● **GOAL OF THE EXERCISE**: Which lines in the material below contain the word "jacket"? Report each such line in full, with uppercase and lowercase letters counted as different.

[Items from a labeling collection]
— Begin —
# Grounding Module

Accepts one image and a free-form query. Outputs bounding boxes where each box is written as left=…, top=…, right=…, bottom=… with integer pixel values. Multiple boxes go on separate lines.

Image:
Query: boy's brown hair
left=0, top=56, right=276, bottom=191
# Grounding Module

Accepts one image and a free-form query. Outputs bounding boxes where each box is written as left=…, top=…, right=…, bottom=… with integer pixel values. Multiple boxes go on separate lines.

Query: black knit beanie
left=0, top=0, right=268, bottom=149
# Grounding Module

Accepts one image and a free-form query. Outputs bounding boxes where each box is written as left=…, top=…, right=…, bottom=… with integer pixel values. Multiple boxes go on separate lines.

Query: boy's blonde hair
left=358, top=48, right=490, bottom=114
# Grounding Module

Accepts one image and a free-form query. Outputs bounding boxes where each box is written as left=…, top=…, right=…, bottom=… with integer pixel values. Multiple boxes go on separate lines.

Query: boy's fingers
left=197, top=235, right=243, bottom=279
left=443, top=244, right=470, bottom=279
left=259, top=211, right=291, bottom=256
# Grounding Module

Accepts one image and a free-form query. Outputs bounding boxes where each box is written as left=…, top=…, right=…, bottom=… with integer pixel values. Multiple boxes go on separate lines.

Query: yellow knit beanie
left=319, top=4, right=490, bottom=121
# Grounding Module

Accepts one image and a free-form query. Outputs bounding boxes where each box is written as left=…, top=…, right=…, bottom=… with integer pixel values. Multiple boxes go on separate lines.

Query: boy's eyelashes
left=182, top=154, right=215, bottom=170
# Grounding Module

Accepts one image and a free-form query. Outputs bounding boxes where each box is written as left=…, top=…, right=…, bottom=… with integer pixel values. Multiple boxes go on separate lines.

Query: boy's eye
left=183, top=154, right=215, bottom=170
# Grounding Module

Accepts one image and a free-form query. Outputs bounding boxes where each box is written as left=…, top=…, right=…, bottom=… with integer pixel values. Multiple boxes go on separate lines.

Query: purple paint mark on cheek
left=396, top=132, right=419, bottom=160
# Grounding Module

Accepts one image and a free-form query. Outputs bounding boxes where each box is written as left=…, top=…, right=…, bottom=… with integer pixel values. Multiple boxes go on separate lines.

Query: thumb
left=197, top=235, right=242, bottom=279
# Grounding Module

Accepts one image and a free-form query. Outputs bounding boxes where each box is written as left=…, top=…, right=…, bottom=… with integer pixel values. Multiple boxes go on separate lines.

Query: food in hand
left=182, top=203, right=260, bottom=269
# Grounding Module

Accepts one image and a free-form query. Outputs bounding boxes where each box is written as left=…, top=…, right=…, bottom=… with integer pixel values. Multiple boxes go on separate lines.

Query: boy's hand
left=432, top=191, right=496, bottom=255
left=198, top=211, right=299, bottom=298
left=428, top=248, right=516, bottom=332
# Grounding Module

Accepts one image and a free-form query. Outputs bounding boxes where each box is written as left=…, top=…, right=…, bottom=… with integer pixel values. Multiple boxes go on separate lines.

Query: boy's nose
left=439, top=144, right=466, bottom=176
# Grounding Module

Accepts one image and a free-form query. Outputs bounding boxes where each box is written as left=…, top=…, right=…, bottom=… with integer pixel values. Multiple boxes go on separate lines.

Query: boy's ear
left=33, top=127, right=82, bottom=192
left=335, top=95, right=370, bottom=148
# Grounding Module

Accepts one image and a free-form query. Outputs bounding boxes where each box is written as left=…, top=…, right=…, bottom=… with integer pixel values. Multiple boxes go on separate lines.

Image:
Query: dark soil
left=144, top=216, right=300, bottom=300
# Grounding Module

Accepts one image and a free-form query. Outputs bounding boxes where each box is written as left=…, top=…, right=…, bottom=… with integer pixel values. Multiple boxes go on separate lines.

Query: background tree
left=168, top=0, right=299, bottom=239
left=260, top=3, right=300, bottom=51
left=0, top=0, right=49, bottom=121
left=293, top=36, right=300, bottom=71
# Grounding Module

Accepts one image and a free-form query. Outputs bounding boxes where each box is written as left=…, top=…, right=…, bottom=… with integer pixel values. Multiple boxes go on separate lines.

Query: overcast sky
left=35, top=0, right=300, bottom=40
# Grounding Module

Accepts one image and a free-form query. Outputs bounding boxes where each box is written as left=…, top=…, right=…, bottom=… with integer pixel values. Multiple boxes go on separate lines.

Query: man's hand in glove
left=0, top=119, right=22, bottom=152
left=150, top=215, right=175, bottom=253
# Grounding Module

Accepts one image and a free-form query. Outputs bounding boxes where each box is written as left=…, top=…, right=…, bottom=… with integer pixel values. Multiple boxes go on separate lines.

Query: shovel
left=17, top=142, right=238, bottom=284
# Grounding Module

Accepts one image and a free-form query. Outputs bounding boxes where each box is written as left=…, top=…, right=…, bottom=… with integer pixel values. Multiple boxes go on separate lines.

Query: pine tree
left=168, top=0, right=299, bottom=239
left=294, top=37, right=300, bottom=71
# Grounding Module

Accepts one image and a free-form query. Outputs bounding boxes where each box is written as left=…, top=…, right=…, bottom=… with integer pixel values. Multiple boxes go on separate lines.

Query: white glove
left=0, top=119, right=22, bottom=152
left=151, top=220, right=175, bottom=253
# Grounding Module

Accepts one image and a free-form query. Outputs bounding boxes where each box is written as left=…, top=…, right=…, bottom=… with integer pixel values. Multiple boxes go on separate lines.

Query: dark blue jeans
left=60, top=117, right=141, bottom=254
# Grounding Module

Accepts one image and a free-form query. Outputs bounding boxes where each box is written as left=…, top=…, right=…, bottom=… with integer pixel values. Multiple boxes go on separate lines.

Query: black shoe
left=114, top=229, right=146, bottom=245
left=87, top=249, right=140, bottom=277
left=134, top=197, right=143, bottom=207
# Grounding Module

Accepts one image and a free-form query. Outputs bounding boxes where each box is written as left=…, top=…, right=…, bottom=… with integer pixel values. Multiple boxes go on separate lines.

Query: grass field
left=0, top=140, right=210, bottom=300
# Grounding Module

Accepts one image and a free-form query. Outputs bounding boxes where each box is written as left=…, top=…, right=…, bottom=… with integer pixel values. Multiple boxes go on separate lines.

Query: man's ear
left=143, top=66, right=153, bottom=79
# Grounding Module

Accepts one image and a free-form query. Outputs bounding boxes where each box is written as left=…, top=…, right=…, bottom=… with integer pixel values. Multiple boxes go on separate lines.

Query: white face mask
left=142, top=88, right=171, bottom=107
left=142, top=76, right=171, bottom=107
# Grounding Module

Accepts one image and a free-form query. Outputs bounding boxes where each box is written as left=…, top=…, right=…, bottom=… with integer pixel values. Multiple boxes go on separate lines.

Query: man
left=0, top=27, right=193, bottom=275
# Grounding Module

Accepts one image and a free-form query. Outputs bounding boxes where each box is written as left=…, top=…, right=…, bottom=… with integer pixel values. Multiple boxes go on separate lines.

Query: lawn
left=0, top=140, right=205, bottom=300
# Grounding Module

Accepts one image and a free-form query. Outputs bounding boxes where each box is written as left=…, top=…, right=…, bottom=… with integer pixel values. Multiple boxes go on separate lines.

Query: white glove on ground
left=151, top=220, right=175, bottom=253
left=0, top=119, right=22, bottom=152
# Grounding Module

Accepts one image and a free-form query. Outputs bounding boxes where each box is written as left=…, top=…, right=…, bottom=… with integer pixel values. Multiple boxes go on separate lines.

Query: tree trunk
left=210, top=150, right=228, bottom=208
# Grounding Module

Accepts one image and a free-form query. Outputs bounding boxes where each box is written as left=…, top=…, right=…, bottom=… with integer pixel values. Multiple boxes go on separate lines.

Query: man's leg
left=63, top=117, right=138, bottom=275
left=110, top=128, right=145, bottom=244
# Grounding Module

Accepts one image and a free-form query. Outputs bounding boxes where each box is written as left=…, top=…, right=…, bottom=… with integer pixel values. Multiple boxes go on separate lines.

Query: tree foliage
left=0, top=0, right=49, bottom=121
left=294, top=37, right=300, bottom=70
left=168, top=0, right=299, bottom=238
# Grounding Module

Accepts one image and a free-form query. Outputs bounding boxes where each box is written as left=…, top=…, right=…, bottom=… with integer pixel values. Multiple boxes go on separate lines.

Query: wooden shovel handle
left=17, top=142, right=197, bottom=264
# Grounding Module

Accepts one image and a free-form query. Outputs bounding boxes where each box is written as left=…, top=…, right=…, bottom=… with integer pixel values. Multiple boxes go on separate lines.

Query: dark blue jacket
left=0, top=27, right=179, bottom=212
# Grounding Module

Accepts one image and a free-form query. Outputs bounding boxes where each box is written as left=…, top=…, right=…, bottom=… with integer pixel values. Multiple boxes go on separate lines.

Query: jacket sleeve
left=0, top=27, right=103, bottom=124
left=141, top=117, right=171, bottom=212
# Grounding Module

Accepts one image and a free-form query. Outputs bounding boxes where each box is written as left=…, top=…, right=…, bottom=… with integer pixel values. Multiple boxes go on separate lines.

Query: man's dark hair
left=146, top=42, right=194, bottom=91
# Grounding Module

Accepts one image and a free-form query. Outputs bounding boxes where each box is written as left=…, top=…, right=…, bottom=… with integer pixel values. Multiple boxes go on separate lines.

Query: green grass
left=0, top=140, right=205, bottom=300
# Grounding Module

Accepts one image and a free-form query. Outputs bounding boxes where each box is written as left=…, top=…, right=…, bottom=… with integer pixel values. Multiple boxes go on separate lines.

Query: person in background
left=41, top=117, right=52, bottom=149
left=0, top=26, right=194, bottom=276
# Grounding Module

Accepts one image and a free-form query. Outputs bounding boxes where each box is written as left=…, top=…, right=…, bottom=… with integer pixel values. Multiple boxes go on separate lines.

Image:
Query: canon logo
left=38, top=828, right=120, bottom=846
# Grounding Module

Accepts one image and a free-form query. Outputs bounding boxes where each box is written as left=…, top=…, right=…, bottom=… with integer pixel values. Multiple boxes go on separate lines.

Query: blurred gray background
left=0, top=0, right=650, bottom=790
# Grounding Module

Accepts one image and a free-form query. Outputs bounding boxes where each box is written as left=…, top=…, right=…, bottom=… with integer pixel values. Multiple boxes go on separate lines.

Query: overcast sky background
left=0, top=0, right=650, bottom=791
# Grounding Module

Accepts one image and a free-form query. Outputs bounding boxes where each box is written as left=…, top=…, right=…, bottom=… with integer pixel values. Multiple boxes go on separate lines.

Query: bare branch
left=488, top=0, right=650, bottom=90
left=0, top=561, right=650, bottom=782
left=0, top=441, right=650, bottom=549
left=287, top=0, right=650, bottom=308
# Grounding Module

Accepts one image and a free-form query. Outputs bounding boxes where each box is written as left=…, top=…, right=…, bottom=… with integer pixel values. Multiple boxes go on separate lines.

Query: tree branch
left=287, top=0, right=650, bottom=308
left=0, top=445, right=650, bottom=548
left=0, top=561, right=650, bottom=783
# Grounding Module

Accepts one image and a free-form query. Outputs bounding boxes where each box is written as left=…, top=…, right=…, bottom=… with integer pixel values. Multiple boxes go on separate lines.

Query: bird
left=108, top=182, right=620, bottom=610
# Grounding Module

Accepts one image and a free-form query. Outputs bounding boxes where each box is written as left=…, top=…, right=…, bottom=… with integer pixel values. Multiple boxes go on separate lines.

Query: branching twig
— End —
● **RESPONSE TO THE TASK**:
Query: dark blue jacket
Query: jacket sleeve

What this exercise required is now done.